| Records |
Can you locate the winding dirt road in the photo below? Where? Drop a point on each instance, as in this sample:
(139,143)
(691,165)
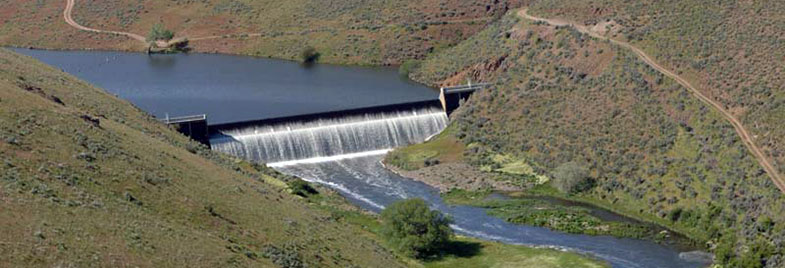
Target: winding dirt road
(767,165)
(69,7)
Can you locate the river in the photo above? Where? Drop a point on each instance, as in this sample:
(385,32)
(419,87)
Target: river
(236,88)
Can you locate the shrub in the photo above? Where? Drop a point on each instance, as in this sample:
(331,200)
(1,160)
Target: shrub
(158,32)
(301,188)
(415,230)
(572,178)
(407,67)
(309,55)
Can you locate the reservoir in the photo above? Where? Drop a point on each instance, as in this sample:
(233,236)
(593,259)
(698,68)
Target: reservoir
(343,153)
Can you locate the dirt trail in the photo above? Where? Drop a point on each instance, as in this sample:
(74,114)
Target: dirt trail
(68,19)
(767,165)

| WHAT THE EXERCISE ASKS |
Arrange every line of the records above as a numbered list, skipping any blank lines. Leave the pictures out of your answer.

| ANSWER TO THE PROBLEM |
1. Can you locate the winding dirt road in the photo below? Where? Drop a point on each instance, as in this sample:
2. (139,143)
3. (691,165)
4. Target: winding dirt road
5. (767,165)
6. (69,7)
7. Can you locate the river in the photo above? Where? Drop a point on each instance, as in this sample:
8. (385,32)
9. (419,87)
10. Target: river
11. (236,88)
12. Can you locate the shrub in the photo above? Where? Drop a point on each instance, as in this sample:
13. (331,200)
14. (1,160)
15. Target: shrub
16. (158,32)
17. (301,188)
18. (415,230)
19. (572,178)
20. (407,67)
21. (309,55)
22. Can you locate the reservoir in the photo above? Where? Drop a point on each instance, as in this sample:
23. (233,236)
24. (593,259)
25. (698,68)
26. Target: reservoir
27. (343,153)
28. Can you locate the dirt trail in the photo above? Where? Drop a point on each instance, as in this sample:
29. (74,114)
30. Target: dirt trail
31. (68,19)
32. (767,165)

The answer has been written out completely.